▶ [Your goal]
Show only those lines of the entries where the string "tiled" is found.

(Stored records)

★ ★ ★ ★ ★ ★ ★

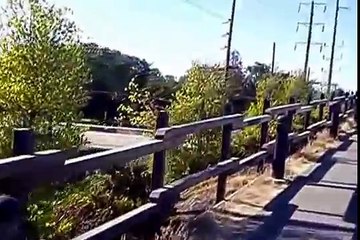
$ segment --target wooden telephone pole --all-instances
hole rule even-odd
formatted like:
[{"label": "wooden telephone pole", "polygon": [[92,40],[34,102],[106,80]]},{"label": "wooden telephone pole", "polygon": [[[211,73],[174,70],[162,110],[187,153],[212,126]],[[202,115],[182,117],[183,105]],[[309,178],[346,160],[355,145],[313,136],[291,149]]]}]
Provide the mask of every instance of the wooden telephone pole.
[{"label": "wooden telephone pole", "polygon": [[274,74],[274,68],[275,68],[275,51],[276,51],[276,43],[273,42],[272,60],[271,60],[271,75]]},{"label": "wooden telephone pole", "polygon": [[322,52],[322,47],[323,47],[323,43],[314,43],[311,42],[312,39],[312,31],[313,31],[313,26],[316,25],[320,25],[322,26],[322,32],[324,32],[325,29],[325,23],[314,23],[314,10],[315,10],[315,6],[323,6],[324,7],[324,12],[326,11],[326,4],[325,3],[317,3],[314,1],[311,1],[310,3],[299,3],[299,9],[298,12],[300,12],[301,10],[301,6],[302,5],[310,5],[310,16],[309,16],[309,22],[298,22],[297,23],[297,28],[296,31],[299,30],[299,25],[305,25],[308,26],[308,36],[307,36],[307,41],[306,42],[296,42],[295,43],[295,50],[298,44],[304,44],[306,45],[306,51],[305,51],[305,61],[304,61],[304,70],[303,70],[303,77],[304,79],[307,78],[307,70],[308,70],[308,65],[309,65],[309,57],[310,57],[310,46],[311,45],[319,45],[320,46],[320,52]]},{"label": "wooden telephone pole", "polygon": [[231,7],[231,17],[229,19],[229,32],[226,46],[226,62],[225,62],[225,81],[229,79],[229,65],[230,65],[230,54],[231,54],[231,40],[233,34],[234,18],[235,18],[236,0],[233,0]]},{"label": "wooden telephone pole", "polygon": [[336,32],[337,32],[337,26],[338,26],[338,18],[339,18],[339,10],[340,9],[349,9],[347,7],[340,7],[340,0],[336,0],[336,6],[335,6],[335,18],[334,18],[334,30],[333,30],[333,37],[332,37],[332,43],[331,43],[331,53],[330,53],[330,64],[329,64],[329,76],[328,76],[328,84],[327,84],[327,90],[326,94],[330,96],[331,92],[331,81],[332,81],[332,73],[333,73],[333,67],[334,67],[334,55],[335,55],[335,45],[336,45]]}]

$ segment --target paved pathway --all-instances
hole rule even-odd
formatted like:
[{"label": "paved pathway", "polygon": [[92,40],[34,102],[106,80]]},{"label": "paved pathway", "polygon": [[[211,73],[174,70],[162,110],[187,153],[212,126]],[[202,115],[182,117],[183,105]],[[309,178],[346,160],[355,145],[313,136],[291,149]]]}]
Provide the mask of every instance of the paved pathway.
[{"label": "paved pathway", "polygon": [[100,131],[87,131],[85,132],[85,137],[90,142],[90,147],[100,148],[123,147],[149,140],[149,138],[142,135],[108,133]]},{"label": "paved pathway", "polygon": [[292,184],[234,239],[357,239],[357,136]]}]

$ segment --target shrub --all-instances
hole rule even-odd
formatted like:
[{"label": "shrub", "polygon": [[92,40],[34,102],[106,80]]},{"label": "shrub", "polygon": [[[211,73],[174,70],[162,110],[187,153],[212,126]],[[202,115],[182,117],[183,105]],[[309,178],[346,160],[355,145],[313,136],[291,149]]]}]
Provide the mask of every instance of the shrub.
[{"label": "shrub", "polygon": [[[70,124],[87,100],[89,69],[74,22],[44,0],[9,1],[0,38],[0,156],[10,155],[15,127],[40,136],[38,149],[83,142]],[[71,96],[71,97],[70,97]]]},{"label": "shrub", "polygon": [[77,183],[43,187],[30,195],[30,221],[41,238],[73,238],[144,204],[150,179],[144,165],[133,164]]}]

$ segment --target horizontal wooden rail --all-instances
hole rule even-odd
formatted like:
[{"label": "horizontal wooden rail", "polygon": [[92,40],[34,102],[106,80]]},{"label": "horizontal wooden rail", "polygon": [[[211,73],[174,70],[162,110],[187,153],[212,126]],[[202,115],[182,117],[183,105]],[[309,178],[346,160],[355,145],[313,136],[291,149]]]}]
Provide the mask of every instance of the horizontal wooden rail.
[{"label": "horizontal wooden rail", "polygon": [[354,109],[347,110],[346,113],[347,113],[347,114],[354,113]]},{"label": "horizontal wooden rail", "polygon": [[24,175],[30,172],[54,170],[63,167],[69,151],[46,150],[34,155],[21,155],[5,158],[0,161],[0,179]]},{"label": "horizontal wooden rail", "polygon": [[155,220],[150,217],[157,212],[157,204],[147,203],[76,238],[73,238],[73,240],[117,239],[123,233],[130,230],[132,226],[149,220]]},{"label": "horizontal wooden rail", "polygon": [[227,124],[241,124],[243,114],[233,114],[229,116],[214,117],[193,123],[172,126],[168,128],[160,128],[156,131],[157,138],[170,139],[175,137],[184,137],[188,134],[196,134],[203,130],[222,127]]},{"label": "horizontal wooden rail", "polygon": [[314,124],[311,124],[310,126],[308,126],[307,130],[313,131],[313,130],[318,129],[320,127],[324,127],[324,126],[326,126],[326,123],[327,123],[326,120],[319,121],[317,123],[314,123]]},{"label": "horizontal wooden rail", "polygon": [[256,117],[248,117],[244,119],[242,125],[239,125],[237,128],[233,128],[233,129],[236,130],[244,127],[260,125],[262,123],[269,122],[271,119],[272,119],[271,115],[267,115],[267,114]]},{"label": "horizontal wooden rail", "polygon": [[167,185],[165,187],[169,187],[176,192],[182,192],[190,187],[193,187],[201,182],[204,182],[212,177],[216,177],[222,173],[229,173],[232,172],[238,172],[242,168],[246,167],[249,163],[253,164],[260,160],[262,160],[264,157],[267,156],[266,151],[260,151],[257,152],[247,158],[244,158],[240,160],[239,158],[231,158],[222,162],[219,162],[214,167],[209,167],[204,171],[189,175],[187,177],[184,177],[180,180],[177,180],[170,185]]},{"label": "horizontal wooden rail", "polygon": [[[293,139],[296,139],[297,136],[298,136],[297,133],[294,133],[294,132],[288,133],[288,139],[289,139],[289,141],[291,141],[291,140],[293,140]],[[265,144],[261,147],[261,149],[267,151],[268,153],[271,153],[271,152],[274,150],[275,144],[276,144],[276,140],[275,140],[275,139],[274,139],[274,140],[271,140],[271,141],[265,143]]]},{"label": "horizontal wooden rail", "polygon": [[346,99],[345,96],[339,96],[339,97],[335,97],[334,101],[344,101]]},{"label": "horizontal wooden rail", "polygon": [[130,161],[152,154],[157,151],[170,148],[166,146],[161,140],[150,140],[147,142],[140,142],[131,146],[124,146],[114,148],[111,150],[89,154],[86,156],[73,158],[65,162],[65,172],[73,174],[93,171],[96,169],[107,170],[114,166],[123,167]]},{"label": "horizontal wooden rail", "polygon": [[297,111],[301,108],[301,103],[292,103],[282,106],[276,106],[266,109],[265,113],[270,115],[279,115],[279,114],[287,114],[291,111]]},{"label": "horizontal wooden rail", "polygon": [[297,134],[296,138],[294,138],[292,141],[293,143],[298,143],[300,141],[303,141],[304,139],[308,138],[311,134],[311,131],[304,131],[302,133]]},{"label": "horizontal wooden rail", "polygon": [[328,102],[329,102],[328,99],[318,99],[318,100],[311,101],[310,105],[314,105],[314,106],[326,105]]},{"label": "horizontal wooden rail", "polygon": [[296,113],[301,114],[301,113],[307,113],[307,112],[311,112],[312,110],[314,110],[314,106],[313,105],[307,105],[307,106],[302,106],[301,108],[299,108]]}]

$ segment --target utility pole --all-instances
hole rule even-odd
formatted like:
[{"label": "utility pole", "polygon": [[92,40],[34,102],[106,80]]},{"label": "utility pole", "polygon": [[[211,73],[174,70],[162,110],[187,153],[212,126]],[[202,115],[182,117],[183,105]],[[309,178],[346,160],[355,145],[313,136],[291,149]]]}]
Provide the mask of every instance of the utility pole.
[{"label": "utility pole", "polygon": [[225,62],[225,81],[229,79],[229,64],[230,64],[230,53],[231,53],[231,40],[234,26],[234,18],[235,18],[235,8],[236,8],[236,0],[233,0],[231,7],[231,17],[229,19],[229,32],[228,32],[228,41],[226,46],[226,62]]},{"label": "utility pole", "polygon": [[338,17],[339,17],[340,9],[349,9],[349,8],[340,7],[340,0],[336,0],[334,30],[333,30],[333,37],[332,37],[332,43],[331,43],[330,64],[329,64],[329,77],[328,77],[328,84],[327,84],[327,91],[326,91],[328,96],[330,96],[330,92],[331,92],[331,81],[332,81],[332,73],[333,73],[333,66],[334,66],[334,54],[335,54],[335,45],[336,45],[336,32],[337,32]]},{"label": "utility pole", "polygon": [[307,79],[306,77],[307,77],[307,69],[308,69],[308,65],[309,65],[310,46],[311,45],[320,45],[320,52],[322,52],[322,46],[323,46],[323,43],[312,43],[311,42],[313,26],[322,26],[322,32],[324,32],[324,30],[325,30],[325,23],[314,23],[315,6],[323,6],[323,9],[324,9],[323,12],[325,12],[326,11],[326,4],[325,3],[316,3],[314,1],[311,1],[310,3],[302,2],[302,3],[299,3],[298,12],[300,12],[302,5],[310,5],[309,22],[298,22],[296,31],[299,30],[300,25],[308,26],[308,36],[307,36],[307,41],[306,42],[296,42],[294,50],[296,50],[297,44],[306,45],[303,78]]},{"label": "utility pole", "polygon": [[307,70],[307,77],[306,77],[306,79],[307,79],[307,82],[310,81],[310,67],[309,67],[308,70]]},{"label": "utility pole", "polygon": [[271,75],[274,74],[274,66],[275,66],[275,51],[276,51],[276,43],[273,42],[273,49],[272,49],[272,60],[271,60]]}]

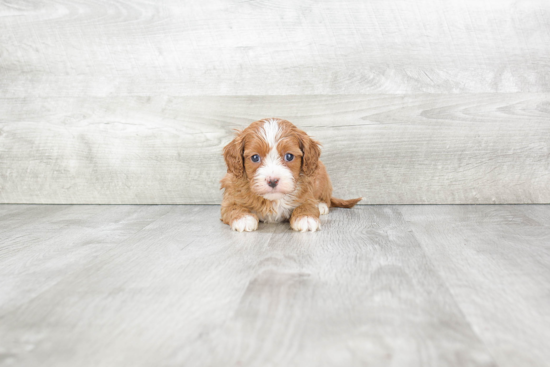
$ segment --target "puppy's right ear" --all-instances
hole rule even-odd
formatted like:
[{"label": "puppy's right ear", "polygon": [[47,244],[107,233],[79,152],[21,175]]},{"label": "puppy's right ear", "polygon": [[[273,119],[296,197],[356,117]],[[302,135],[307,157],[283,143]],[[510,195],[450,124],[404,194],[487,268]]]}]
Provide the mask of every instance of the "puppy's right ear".
[{"label": "puppy's right ear", "polygon": [[227,172],[232,173],[237,178],[244,176],[244,137],[239,135],[223,148],[223,158],[227,165]]}]

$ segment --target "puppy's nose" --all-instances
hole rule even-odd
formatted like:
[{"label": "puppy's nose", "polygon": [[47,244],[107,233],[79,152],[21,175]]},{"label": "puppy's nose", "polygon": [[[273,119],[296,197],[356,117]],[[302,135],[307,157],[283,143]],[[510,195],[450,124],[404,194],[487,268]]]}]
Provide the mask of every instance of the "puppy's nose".
[{"label": "puppy's nose", "polygon": [[279,179],[278,178],[268,178],[267,179],[267,184],[269,185],[269,187],[271,188],[275,188],[277,186],[277,184],[279,183]]}]

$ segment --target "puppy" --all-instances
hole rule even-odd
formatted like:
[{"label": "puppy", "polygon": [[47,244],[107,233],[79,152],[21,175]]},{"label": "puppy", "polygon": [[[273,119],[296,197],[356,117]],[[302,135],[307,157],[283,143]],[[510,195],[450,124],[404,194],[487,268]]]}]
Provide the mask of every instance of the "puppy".
[{"label": "puppy", "polygon": [[351,208],[362,199],[332,197],[320,155],[320,144],[289,121],[253,122],[223,149],[221,220],[239,232],[258,229],[259,220],[290,220],[295,231],[315,232],[331,206]]}]

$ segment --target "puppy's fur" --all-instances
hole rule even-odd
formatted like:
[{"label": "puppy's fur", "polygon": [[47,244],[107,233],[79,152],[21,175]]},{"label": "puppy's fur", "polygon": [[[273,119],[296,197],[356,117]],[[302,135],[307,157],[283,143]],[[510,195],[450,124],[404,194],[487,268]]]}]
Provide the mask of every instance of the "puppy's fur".
[{"label": "puppy's fur", "polygon": [[328,208],[353,207],[362,198],[332,197],[320,155],[320,144],[289,121],[252,123],[223,149],[222,221],[242,232],[256,230],[258,220],[290,220],[295,231],[314,232]]}]

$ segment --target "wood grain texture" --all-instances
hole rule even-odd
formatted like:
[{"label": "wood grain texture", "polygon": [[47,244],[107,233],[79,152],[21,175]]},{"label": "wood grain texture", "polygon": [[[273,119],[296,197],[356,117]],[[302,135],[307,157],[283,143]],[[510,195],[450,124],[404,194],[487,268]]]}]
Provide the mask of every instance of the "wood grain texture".
[{"label": "wood grain texture", "polygon": [[1,205],[0,206],[0,234],[21,226],[33,225],[43,221],[49,221],[51,216],[70,208],[69,205]]},{"label": "wood grain texture", "polygon": [[0,202],[215,204],[233,129],[287,118],[337,197],[550,203],[550,95],[0,99]]},{"label": "wood grain texture", "polygon": [[546,0],[0,1],[1,97],[550,92]]},{"label": "wood grain texture", "polygon": [[244,234],[219,206],[100,209],[74,207],[58,236],[29,241],[32,266],[2,257],[14,282],[66,261],[40,294],[18,290],[0,323],[5,365],[496,366],[399,207]]},{"label": "wood grain texture", "polygon": [[401,212],[498,365],[548,366],[550,206]]},{"label": "wood grain texture", "polygon": [[29,215],[18,219],[21,225],[0,233],[0,319],[169,210],[158,206],[35,207],[41,212],[23,206]]}]

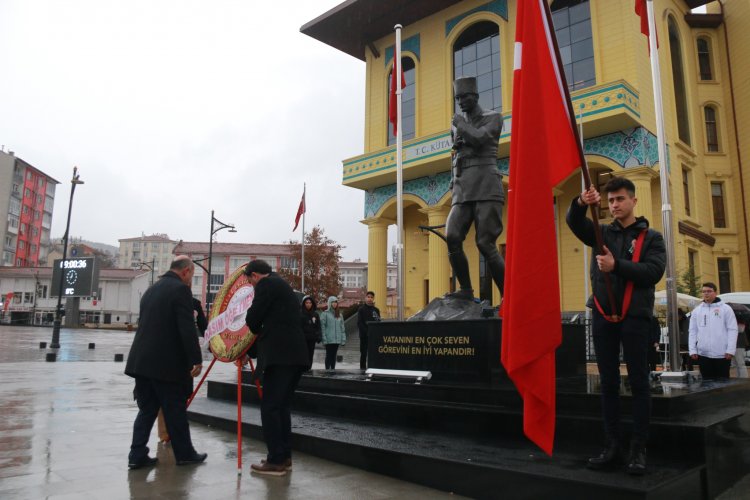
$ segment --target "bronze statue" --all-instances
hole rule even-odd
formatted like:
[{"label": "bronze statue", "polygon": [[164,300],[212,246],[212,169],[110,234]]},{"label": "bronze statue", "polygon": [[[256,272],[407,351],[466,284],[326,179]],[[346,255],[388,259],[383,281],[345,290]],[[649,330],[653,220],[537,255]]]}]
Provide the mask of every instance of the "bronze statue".
[{"label": "bronze statue", "polygon": [[451,189],[453,200],[446,221],[448,258],[460,289],[452,297],[473,299],[469,263],[463,241],[474,224],[476,243],[484,256],[495,285],[503,292],[505,262],[497,250],[503,232],[505,192],[497,168],[497,144],[503,118],[496,111],[479,106],[477,79],[458,78],[453,82],[456,101],[462,113],[453,115],[451,137],[453,160]]}]

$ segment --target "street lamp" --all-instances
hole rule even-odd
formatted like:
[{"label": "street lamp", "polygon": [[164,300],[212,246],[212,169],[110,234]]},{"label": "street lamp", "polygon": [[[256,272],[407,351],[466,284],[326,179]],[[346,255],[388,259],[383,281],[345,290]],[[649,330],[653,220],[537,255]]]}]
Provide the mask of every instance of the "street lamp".
[{"label": "street lamp", "polygon": [[[65,235],[63,236],[63,262],[66,259],[68,253],[68,234],[70,233],[70,212],[73,210],[73,195],[76,192],[76,186],[83,184],[78,174],[78,167],[73,167],[73,178],[70,179],[70,202],[68,203],[68,222],[65,224]],[[50,344],[51,349],[60,348],[60,322],[62,319],[62,294],[63,294],[63,279],[62,274],[60,275],[60,286],[57,289],[57,309],[55,309],[55,322],[52,326],[52,343]]]},{"label": "street lamp", "polygon": [[[218,227],[215,227],[214,223],[216,223]],[[211,317],[211,302],[213,301],[213,297],[211,296],[211,258],[214,253],[214,234],[227,228],[229,228],[230,233],[237,232],[234,228],[234,224],[225,224],[221,222],[214,217],[214,211],[211,210],[211,236],[208,238],[208,279],[206,280],[206,318]]]},{"label": "street lamp", "polygon": [[151,270],[151,282],[149,283],[149,286],[153,285],[154,284],[154,268],[156,267],[156,259],[152,259],[148,262],[143,262],[140,260],[138,262],[133,262],[133,268],[143,269],[143,266],[146,266],[148,269]]}]

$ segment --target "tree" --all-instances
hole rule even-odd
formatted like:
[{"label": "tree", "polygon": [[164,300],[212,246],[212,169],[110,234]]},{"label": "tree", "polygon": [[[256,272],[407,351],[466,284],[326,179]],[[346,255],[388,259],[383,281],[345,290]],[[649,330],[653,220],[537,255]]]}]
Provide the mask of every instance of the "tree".
[{"label": "tree", "polygon": [[[292,246],[291,261],[302,262],[302,247],[299,241],[290,241]],[[337,295],[341,290],[339,274],[340,252],[344,247],[328,238],[320,226],[315,226],[305,235],[305,289],[302,290],[302,277],[299,270],[282,268],[279,275],[301,290],[312,296],[318,304],[325,304],[328,297]]]},{"label": "tree", "polygon": [[680,273],[676,283],[677,291],[680,293],[686,293],[693,297],[699,297],[701,294],[701,277],[695,275],[695,269],[688,267],[687,270]]}]

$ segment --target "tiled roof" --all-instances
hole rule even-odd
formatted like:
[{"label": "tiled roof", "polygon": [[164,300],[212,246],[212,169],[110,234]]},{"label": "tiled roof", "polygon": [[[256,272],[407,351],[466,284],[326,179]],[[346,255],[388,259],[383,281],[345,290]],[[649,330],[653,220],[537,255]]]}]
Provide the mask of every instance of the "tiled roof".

★ ★ ★ ★ ★ ★ ★

▶ [Answer below]
$ segment --target "tiled roof" --all-instances
[{"label": "tiled roof", "polygon": [[164,300],[212,246],[212,169],[110,234]]},{"label": "tiled roof", "polygon": [[[256,272],[407,351],[466,284],[326,179]],[[346,255],[388,259],[383,281],[345,290]],[[649,330],[653,220],[537,255]]]}]
Provide the mask of every instance of the "tiled roof".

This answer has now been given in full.